___ INFORMATION GIVEN ___

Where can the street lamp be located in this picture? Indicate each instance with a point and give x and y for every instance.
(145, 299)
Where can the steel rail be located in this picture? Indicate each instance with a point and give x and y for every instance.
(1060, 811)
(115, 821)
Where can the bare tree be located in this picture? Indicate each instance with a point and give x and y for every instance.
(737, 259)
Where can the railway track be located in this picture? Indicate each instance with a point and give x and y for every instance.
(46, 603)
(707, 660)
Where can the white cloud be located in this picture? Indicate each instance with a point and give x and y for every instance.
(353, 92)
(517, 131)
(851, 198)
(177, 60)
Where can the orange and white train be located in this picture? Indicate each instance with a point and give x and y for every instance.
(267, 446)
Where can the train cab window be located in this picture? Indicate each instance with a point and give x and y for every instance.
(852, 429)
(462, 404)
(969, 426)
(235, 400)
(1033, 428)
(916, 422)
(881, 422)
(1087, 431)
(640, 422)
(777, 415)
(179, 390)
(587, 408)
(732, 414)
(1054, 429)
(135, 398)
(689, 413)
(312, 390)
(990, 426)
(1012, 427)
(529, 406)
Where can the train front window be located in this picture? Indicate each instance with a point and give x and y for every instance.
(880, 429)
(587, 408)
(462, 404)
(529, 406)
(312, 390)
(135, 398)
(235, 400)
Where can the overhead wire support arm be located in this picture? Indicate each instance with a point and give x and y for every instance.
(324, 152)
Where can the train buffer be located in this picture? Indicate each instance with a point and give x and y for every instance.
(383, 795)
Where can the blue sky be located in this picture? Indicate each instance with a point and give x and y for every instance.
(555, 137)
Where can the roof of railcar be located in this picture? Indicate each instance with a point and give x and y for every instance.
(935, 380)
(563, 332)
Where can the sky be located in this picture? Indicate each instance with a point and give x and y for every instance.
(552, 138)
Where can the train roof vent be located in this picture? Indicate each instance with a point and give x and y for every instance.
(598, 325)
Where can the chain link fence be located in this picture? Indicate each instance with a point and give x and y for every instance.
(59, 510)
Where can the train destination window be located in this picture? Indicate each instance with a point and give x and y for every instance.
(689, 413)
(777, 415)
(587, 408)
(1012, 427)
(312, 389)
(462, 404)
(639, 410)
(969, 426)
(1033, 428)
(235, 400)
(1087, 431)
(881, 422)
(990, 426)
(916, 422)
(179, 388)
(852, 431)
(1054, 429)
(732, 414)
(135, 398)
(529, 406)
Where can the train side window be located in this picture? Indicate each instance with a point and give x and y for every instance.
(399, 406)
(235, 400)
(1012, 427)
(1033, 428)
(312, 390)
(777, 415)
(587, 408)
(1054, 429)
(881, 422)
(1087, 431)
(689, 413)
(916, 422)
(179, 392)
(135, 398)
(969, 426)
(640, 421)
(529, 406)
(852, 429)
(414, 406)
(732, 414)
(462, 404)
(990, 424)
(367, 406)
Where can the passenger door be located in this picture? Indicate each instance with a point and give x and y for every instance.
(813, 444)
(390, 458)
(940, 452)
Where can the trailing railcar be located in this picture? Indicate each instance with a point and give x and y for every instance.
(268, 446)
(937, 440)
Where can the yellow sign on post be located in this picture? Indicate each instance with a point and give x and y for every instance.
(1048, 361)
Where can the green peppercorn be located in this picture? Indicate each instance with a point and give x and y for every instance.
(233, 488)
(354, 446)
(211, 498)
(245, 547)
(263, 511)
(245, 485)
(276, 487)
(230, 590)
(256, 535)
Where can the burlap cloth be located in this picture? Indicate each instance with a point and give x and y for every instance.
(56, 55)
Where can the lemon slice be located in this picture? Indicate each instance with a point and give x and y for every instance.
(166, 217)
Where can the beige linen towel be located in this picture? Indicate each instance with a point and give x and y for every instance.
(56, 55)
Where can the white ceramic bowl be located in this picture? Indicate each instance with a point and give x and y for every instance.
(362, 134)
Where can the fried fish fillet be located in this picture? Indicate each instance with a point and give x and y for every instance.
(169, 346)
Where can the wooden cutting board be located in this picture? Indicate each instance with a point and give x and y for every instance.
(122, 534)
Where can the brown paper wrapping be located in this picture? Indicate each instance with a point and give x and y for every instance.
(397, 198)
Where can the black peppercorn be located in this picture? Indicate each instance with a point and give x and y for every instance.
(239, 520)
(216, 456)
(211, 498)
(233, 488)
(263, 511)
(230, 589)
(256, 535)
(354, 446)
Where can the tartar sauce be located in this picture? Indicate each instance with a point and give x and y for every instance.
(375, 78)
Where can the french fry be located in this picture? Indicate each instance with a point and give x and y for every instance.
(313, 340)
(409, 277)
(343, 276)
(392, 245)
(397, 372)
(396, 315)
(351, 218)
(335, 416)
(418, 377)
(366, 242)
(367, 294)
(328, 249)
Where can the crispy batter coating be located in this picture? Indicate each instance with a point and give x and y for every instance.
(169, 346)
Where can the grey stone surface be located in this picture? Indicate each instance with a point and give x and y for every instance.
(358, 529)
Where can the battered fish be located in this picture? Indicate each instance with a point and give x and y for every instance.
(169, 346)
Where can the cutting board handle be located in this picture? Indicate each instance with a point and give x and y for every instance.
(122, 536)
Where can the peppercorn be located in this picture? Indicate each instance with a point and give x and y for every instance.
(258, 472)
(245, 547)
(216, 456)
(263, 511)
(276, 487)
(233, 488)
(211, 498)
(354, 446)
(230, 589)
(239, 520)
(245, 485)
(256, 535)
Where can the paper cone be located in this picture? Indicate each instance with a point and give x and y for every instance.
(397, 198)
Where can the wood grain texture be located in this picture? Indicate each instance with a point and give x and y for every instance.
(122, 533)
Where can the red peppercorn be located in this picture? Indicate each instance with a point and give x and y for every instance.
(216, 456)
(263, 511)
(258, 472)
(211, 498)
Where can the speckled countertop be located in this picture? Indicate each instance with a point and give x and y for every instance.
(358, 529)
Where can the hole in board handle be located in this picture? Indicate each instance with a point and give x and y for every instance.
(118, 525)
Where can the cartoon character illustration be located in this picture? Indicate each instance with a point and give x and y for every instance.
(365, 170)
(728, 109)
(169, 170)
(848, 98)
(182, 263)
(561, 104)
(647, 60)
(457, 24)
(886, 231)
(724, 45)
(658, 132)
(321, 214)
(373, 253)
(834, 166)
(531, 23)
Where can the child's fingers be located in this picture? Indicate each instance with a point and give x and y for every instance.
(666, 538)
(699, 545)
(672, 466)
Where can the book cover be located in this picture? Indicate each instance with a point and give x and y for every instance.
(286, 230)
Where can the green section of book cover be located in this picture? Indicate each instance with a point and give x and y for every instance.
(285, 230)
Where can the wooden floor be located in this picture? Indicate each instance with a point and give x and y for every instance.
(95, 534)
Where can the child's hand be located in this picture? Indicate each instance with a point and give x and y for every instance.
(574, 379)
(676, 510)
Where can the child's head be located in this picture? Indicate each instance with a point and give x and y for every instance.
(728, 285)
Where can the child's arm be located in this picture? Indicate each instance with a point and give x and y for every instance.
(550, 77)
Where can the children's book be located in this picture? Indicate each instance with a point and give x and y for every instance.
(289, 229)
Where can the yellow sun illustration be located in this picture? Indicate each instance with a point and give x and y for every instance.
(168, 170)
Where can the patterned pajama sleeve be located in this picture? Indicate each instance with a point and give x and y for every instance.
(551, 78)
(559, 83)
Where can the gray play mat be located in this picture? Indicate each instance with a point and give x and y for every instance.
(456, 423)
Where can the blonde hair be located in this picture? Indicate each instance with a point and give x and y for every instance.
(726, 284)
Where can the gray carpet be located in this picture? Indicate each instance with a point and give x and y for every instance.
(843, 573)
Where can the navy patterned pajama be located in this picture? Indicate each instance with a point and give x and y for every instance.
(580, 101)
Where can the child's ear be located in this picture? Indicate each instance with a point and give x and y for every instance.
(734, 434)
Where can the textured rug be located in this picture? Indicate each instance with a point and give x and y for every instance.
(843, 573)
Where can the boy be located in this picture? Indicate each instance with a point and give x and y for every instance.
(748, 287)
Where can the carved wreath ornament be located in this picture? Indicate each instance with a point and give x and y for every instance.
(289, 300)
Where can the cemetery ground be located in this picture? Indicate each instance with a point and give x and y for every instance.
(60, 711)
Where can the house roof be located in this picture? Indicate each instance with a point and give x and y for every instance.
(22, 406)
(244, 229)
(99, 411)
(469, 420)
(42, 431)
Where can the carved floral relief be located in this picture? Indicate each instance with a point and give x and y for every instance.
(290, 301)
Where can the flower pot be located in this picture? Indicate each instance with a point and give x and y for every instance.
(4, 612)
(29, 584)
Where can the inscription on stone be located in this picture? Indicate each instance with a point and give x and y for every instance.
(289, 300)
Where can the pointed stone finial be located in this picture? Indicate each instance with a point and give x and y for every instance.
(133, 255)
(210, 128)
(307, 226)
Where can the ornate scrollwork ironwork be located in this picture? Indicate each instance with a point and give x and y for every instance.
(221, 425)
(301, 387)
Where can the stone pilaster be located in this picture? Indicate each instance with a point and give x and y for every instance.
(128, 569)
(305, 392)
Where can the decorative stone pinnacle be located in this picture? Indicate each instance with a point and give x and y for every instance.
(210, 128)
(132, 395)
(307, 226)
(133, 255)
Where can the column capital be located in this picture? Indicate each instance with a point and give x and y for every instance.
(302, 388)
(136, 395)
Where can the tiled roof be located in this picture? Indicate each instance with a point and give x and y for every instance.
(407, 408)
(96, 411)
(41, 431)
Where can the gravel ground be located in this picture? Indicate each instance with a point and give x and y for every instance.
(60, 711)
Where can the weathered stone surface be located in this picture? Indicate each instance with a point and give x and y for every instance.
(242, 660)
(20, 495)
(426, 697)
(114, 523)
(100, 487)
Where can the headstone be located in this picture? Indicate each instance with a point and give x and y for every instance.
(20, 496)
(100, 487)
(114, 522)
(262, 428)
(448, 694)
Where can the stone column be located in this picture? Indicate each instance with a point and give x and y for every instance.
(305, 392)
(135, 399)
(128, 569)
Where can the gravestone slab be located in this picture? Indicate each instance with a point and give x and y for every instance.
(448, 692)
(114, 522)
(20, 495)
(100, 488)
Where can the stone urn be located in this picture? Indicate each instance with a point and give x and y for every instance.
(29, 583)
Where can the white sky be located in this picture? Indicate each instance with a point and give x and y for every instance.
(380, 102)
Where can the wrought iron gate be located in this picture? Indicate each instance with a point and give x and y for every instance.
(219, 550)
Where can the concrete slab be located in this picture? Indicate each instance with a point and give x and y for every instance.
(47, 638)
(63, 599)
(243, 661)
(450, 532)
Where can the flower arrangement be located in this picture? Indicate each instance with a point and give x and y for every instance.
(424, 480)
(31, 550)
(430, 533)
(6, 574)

___

• **TO BE DONE**
The required output is the span of lines from the one containing "Where can the white sky" to the last line, reproduced character for character.

• **REPLY**
Where can the white sky be located in this picture? Indicate each instance with a point and give x and y for every instance.
(380, 102)
Where can the wrought iron gate be located in this picture? Indicate each instance with a point and give x and y for every instance.
(219, 550)
Where can the concrete slab be located in this picture? Indicate each instance with a point and give x and y for every instance.
(47, 638)
(63, 599)
(243, 661)
(450, 532)
Where can the flower arrangement be located in this picture? Indicate each instance with a point and give x and y for every instance.
(424, 480)
(31, 550)
(430, 533)
(6, 574)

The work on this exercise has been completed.